Records of labeled points
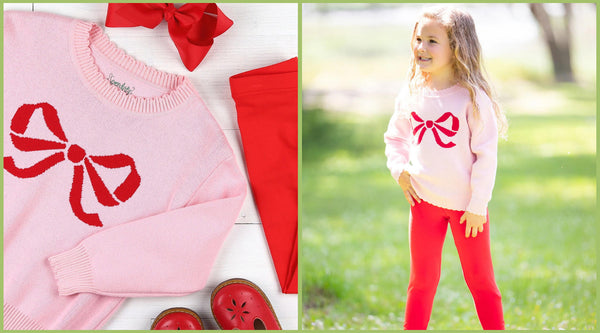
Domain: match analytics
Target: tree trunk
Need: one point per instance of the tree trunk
(558, 40)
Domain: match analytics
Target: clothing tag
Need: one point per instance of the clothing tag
(122, 85)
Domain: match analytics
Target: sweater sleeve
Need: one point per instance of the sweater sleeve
(397, 141)
(484, 145)
(168, 254)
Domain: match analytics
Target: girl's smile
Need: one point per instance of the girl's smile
(432, 52)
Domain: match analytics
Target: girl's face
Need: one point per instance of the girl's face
(432, 49)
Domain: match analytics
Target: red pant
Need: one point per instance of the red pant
(428, 225)
(267, 108)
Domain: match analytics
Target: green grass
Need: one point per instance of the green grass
(354, 223)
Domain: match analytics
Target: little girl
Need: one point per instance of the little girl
(441, 145)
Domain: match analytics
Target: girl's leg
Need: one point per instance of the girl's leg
(427, 230)
(476, 260)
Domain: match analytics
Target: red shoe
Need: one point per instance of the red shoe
(177, 319)
(240, 304)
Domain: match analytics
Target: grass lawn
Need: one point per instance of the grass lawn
(354, 223)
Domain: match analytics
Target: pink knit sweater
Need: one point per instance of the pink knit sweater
(118, 182)
(450, 154)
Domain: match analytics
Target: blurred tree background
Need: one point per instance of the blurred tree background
(355, 260)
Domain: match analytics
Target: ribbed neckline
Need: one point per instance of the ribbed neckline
(86, 34)
(444, 92)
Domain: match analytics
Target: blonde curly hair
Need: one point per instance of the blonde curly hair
(467, 65)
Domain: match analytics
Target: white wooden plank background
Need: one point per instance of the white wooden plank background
(262, 34)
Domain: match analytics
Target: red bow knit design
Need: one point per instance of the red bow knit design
(435, 127)
(73, 153)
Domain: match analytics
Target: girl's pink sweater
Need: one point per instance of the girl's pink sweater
(118, 182)
(450, 154)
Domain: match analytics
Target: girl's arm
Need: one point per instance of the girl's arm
(397, 142)
(484, 145)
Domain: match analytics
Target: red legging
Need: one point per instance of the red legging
(427, 228)
(267, 108)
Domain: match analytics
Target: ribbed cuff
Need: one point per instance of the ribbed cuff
(479, 208)
(72, 271)
(14, 319)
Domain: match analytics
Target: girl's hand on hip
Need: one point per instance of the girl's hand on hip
(474, 223)
(409, 191)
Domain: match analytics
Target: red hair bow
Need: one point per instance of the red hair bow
(192, 27)
(76, 155)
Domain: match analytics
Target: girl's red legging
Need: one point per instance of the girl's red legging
(427, 231)
(267, 108)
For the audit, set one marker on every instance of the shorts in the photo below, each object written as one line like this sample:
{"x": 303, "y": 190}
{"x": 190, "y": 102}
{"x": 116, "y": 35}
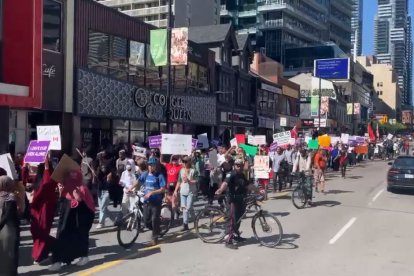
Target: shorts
{"x": 319, "y": 176}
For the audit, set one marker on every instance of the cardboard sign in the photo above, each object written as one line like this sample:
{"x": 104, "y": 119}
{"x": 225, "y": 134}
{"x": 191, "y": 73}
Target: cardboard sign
{"x": 241, "y": 138}
{"x": 6, "y": 162}
{"x": 154, "y": 141}
{"x": 250, "y": 139}
{"x": 138, "y": 151}
{"x": 179, "y": 144}
{"x": 203, "y": 141}
{"x": 250, "y": 150}
{"x": 313, "y": 144}
{"x": 233, "y": 142}
{"x": 37, "y": 152}
{"x": 344, "y": 138}
{"x": 282, "y": 138}
{"x": 260, "y": 140}
{"x": 65, "y": 165}
{"x": 261, "y": 166}
{"x": 52, "y": 134}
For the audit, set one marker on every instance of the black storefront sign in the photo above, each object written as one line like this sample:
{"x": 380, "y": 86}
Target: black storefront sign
{"x": 52, "y": 80}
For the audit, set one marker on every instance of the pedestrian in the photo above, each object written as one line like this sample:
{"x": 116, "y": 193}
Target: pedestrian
{"x": 77, "y": 211}
{"x": 153, "y": 185}
{"x": 9, "y": 228}
{"x": 42, "y": 210}
{"x": 187, "y": 187}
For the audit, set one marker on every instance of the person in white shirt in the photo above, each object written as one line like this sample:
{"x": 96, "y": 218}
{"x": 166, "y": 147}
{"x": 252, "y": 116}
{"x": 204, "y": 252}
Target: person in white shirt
{"x": 127, "y": 180}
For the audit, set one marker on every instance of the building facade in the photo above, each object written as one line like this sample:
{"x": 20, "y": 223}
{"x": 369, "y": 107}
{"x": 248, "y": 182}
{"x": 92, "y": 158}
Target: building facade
{"x": 356, "y": 25}
{"x": 392, "y": 42}
{"x": 186, "y": 12}
{"x": 275, "y": 25}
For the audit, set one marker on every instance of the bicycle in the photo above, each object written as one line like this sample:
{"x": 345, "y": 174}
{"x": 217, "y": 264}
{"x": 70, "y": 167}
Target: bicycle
{"x": 130, "y": 225}
{"x": 212, "y": 221}
{"x": 302, "y": 194}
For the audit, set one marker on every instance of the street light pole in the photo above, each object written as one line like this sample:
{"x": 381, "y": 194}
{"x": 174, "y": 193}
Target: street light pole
{"x": 169, "y": 28}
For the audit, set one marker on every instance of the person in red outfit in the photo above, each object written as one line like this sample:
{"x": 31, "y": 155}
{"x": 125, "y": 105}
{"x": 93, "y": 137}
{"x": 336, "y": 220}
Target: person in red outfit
{"x": 42, "y": 211}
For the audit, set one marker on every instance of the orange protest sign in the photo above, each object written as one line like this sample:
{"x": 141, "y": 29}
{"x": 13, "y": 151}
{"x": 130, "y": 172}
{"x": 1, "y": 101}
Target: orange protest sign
{"x": 324, "y": 141}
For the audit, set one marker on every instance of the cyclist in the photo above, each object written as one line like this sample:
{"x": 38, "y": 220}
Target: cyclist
{"x": 303, "y": 165}
{"x": 153, "y": 184}
{"x": 237, "y": 185}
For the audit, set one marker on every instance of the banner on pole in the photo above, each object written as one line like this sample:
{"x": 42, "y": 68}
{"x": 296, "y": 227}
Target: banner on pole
{"x": 179, "y": 46}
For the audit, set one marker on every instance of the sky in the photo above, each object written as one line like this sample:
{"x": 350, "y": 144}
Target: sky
{"x": 370, "y": 9}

Short exercise
Quote every entry exactly, with the pictures omitted.

In response
Domain: match analytics
Target: tree trunk
Need: one point per instance of the tree trunk
(558, 40)
Domain: match analytics
Target: clothing tag
Need: one point per instance of the clothing tag
(122, 85)
Domain: match analytics
Target: sweater sleeve
Need: one point per instance of the sweater sleeve
(397, 141)
(484, 145)
(168, 254)
Domain: match analytics
Target: girl's smile
Need: one point per instance of the girl's smile
(432, 52)
Domain: match analytics
Target: girl's face
Need: one point per instance of the girl's face
(432, 49)
Domain: match analytics
Target: red pant
Need: one point per instance of the red pant
(428, 225)
(267, 108)
Domain: match analytics
Target: green grass
Need: one point per instance of the green grass
(354, 223)
Domain: match analytics
Target: little girl
Need: one point per instance of the little girl
(441, 145)
Domain: match analytics
Target: girl's leg
Need: one point per instance of the girl's leg
(427, 230)
(476, 260)
Domain: match analytics
Target: red shoe
Need: one point per instance of the red shoe
(177, 319)
(240, 304)
Domain: match analytics
Target: grass lawn
Need: one point per instance of the grass lawn
(354, 223)
Domain: match analytics
Target: pink knit sweater
Need: one point per instance of the pink knit sweater
(118, 182)
(450, 154)
Domain: match analytics
Target: blurred tree background
Need: one point per instance of the blurred tree background
(355, 260)
Domain: match analytics
Target: ribbed neckline
Need: one point per instance of the ribbed neckline
(86, 34)
(444, 92)
Domain: match analytics
Target: blonde curly hair
Need: one point per instance of the blonde curly hair
(467, 65)
Domain: match analytics
Target: white wooden plank background
Need: one point per instance of the white wooden plank background
(262, 34)
Domain: match analytics
Target: red bow knit design
Need: one point per instance of the red bow knit design
(435, 127)
(73, 153)
Domain: match analytics
Target: girl's pink sweater
Need: one point per instance of the girl's pink sweater
(118, 182)
(450, 154)
Domain: match analytics
Target: girl's arm
Need: one point per instance of the girl's arm
(397, 142)
(484, 145)
Domain: match analytics
Target: red legging
Need: one point per instance of the red legging
(427, 228)
(267, 108)
Domain: match analytics
Target: ribbed cuff
Need: one point per instance of the ribbed cuff
(479, 208)
(72, 271)
(14, 319)
Domain: match analytics
Target: girl's hand on hip
Need: one point per instance of the girl's hand on hip
(474, 223)
(409, 191)
Domain: match analytics
Target: red hair bow
Need: one point per instance of the red hair bow
(192, 27)
(76, 155)
Domain: match analytics
Target: girl's red legging
Need: one point per instance of the girl's red legging
(427, 231)
(267, 108)
For the audit, set one marker on every instance of the shorts in the photo below, each object written as one line like this sample:
{"x": 303, "y": 190}
{"x": 190, "y": 102}
{"x": 116, "y": 35}
Target: shorts
{"x": 319, "y": 176}
For the audit, set one marker on every instance of the cardboard sign in the photo above, each object written as one line like this sample:
{"x": 104, "y": 119}
{"x": 225, "y": 134}
{"x": 191, "y": 73}
Target: cardboard sign
{"x": 241, "y": 138}
{"x": 6, "y": 162}
{"x": 154, "y": 141}
{"x": 250, "y": 139}
{"x": 138, "y": 151}
{"x": 179, "y": 144}
{"x": 203, "y": 141}
{"x": 250, "y": 150}
{"x": 313, "y": 144}
{"x": 233, "y": 142}
{"x": 37, "y": 152}
{"x": 344, "y": 138}
{"x": 282, "y": 138}
{"x": 260, "y": 140}
{"x": 65, "y": 165}
{"x": 261, "y": 166}
{"x": 52, "y": 134}
For the audit, set one marker on every instance of the black storefront sign in the photo above, each object written as one line like this sample:
{"x": 380, "y": 86}
Target: black storefront sign
{"x": 52, "y": 80}
For the audit, set one marker on every instance of the pedestrian in the photo above, each object written as one line like this sample:
{"x": 116, "y": 193}
Target: pedestrian
{"x": 77, "y": 211}
{"x": 153, "y": 185}
{"x": 9, "y": 228}
{"x": 42, "y": 210}
{"x": 187, "y": 187}
For the audit, set one marker on every instance of the person in white shirt in the photo above, each object written as one line like this sample:
{"x": 96, "y": 218}
{"x": 166, "y": 147}
{"x": 252, "y": 116}
{"x": 204, "y": 252}
Target: person in white shirt
{"x": 127, "y": 180}
For the audit, set one marker on every instance of the building facade in the photo above, each object written as one line like this sample:
{"x": 20, "y": 223}
{"x": 369, "y": 107}
{"x": 248, "y": 182}
{"x": 92, "y": 158}
Target: building facade
{"x": 356, "y": 25}
{"x": 392, "y": 42}
{"x": 186, "y": 12}
{"x": 275, "y": 25}
For the audit, set one marker on every instance of the bicycle in the photo above, each object written as one line like this sample:
{"x": 345, "y": 174}
{"x": 217, "y": 264}
{"x": 70, "y": 167}
Target: bicycle
{"x": 130, "y": 225}
{"x": 212, "y": 221}
{"x": 302, "y": 194}
For the audit, set one marker on every instance of the street light pole in the photo above, each object written as one line like this sample:
{"x": 381, "y": 194}
{"x": 174, "y": 193}
Target: street light pole
{"x": 169, "y": 28}
For the audit, set one marker on every instance of the person in red outfit in the photo above, each object written as one line like this sample:
{"x": 31, "y": 155}
{"x": 125, "y": 105}
{"x": 93, "y": 137}
{"x": 336, "y": 220}
Target: person in red outfit
{"x": 42, "y": 211}
For the audit, set one marker on every instance of the orange protest sign in the photo above, each object written as one line like this sample:
{"x": 141, "y": 29}
{"x": 13, "y": 151}
{"x": 130, "y": 172}
{"x": 1, "y": 101}
Target: orange protest sign
{"x": 324, "y": 141}
For the audit, set one marker on every instance of the cyclist in the photo above, each object written as one line like this sample:
{"x": 38, "y": 220}
Target: cyclist
{"x": 303, "y": 165}
{"x": 153, "y": 184}
{"x": 237, "y": 185}
For the audit, set one marker on every instance of the banner on pole in the photo above, each object written as one line like this sample:
{"x": 42, "y": 68}
{"x": 296, "y": 227}
Target: banner on pole
{"x": 179, "y": 46}
For the audit, set one marker on every instance of the sky in the photo above, each object written as one line like this sample:
{"x": 350, "y": 144}
Target: sky
{"x": 370, "y": 9}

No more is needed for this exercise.